■ Work instructions: Carry on the account of the hospital stay with the baby from the point where it ends.

[Text provided Boundary: Start]

A arrived and all was good , a welcome sight after that dramatic (traumatic) little break, seeing her with him triggered a relieving good feeling 🙂

We were given a couples room, the bed was bigger and there was a bit more storage space , we went about unpacking to try and establish some kind of acceptance to the situation that we would be there for a while even though we hoped it would be days.

Days did indeed become weeks.

The main daily routines involved nappy changes, feeding via the ng tube, checking the PH levels via the same NG tube, skin contact , attempting to read books, attempting to do some work, coffee at the hospital M&S cafe, vaping just off the premises next to mentally ill patient reciting the bible which included their own special take on the stories ( one chap started listing off all the animals taken on the ark ) , getting to know the other couples, sharing in the joy as couples left then suffering the down feeling shared with the remaining parents a few hours later.

[Text provided Boundary: End]
[Records shown Boundary: Start]

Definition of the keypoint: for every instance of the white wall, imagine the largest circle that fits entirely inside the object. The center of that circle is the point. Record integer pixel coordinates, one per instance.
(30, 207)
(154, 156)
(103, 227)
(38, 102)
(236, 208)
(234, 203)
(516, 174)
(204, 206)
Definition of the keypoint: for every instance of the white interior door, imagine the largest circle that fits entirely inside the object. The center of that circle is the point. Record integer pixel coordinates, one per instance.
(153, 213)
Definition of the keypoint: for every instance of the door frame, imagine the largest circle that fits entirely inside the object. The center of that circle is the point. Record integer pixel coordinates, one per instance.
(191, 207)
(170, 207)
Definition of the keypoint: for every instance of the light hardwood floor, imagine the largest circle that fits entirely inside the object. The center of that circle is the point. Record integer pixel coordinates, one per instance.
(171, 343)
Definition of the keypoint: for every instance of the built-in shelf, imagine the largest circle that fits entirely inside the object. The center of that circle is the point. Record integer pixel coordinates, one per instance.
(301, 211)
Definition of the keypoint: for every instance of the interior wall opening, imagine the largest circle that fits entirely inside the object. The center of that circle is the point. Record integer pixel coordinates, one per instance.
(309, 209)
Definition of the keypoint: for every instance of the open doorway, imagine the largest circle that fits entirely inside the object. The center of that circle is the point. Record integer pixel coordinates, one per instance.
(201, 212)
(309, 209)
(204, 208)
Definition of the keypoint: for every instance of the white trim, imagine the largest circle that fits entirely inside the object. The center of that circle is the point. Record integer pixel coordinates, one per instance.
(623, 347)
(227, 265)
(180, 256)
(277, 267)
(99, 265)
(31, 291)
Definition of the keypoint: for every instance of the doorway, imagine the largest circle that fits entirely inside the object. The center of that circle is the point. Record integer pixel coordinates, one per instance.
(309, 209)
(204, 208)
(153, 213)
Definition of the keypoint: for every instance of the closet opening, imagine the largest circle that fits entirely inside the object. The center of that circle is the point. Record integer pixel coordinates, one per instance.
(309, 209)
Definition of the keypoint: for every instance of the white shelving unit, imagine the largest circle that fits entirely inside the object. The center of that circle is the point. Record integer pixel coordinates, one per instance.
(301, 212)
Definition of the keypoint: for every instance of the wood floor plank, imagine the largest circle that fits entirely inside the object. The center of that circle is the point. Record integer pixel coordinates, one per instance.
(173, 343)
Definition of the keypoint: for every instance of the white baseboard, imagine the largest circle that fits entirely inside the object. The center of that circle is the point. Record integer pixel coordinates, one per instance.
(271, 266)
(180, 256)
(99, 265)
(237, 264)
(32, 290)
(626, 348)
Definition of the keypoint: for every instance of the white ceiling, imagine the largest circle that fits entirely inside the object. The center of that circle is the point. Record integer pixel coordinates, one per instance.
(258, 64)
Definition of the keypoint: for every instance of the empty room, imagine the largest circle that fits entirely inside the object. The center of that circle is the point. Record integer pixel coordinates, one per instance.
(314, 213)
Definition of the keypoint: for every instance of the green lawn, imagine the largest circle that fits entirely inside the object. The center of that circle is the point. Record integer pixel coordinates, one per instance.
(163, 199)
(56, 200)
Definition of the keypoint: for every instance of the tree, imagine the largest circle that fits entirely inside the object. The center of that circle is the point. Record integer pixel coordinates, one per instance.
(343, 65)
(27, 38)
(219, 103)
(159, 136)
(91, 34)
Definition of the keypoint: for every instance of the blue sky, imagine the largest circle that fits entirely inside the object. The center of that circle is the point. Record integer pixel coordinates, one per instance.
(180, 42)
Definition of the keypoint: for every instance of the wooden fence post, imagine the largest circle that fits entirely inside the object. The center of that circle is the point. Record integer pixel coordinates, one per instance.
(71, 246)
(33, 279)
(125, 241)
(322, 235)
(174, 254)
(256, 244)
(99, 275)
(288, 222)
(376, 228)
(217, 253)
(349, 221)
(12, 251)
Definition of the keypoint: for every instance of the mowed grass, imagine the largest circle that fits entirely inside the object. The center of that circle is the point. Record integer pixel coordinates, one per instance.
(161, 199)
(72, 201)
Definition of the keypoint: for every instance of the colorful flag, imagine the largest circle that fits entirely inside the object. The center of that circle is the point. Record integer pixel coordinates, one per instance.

[Records shown Boundary: End]

■ Answer:
One downside to the ward was the heat. It got pretty hot in there proven by my dad who upon spending a few minutes in the ward had to vacant to the family room where he slumped into a chair looking dreadful, so much so it alarmed a passing nurse who ran to get the on-site doctor. He just needed some water luckily.

Sat in that room for hours on end could get a bit stifling!

At night because our room was so close to the labor ward things could get pretty theatrical, one thing I highly recommend in that situation is ear plugs, absolutely vital!  As nice as it is to share in someone else’s special moment…..sleep!

Because we were there a few weeks I’d established where the nearest budget supermarket was and would make periodic trips to buy gourmet microwave meals. Confined to a kitchen with only a popty ping (meicrodon) our choices were limited a bit but it wasn’t bad really, the microwaveable meals were a nice welcome step up to the free packed lunches we got each day….not to be scoffed at I must say!

Meeting and chatting with the other parents helped a lot , we made friends with a few couples who evolved into facebook buddies and a whatsapp group where we’ve shared in the good times since ICU graduation.

So now we have a little bundle of scream ( collick ) , but the ears throb less and the heart melts when you see those tiny smiles and silent laughs from that tiny little face peering up at you , anyways , all for future posts.

I couldn’t finish this without saying thankyou so much to the kind staff at Taunton ICU and Bristol ICU. They are brilliant , every single one and at those moments when you are lost, you don’t know what to do, they are there handling things perfectly.

Appreciate them! They do so much!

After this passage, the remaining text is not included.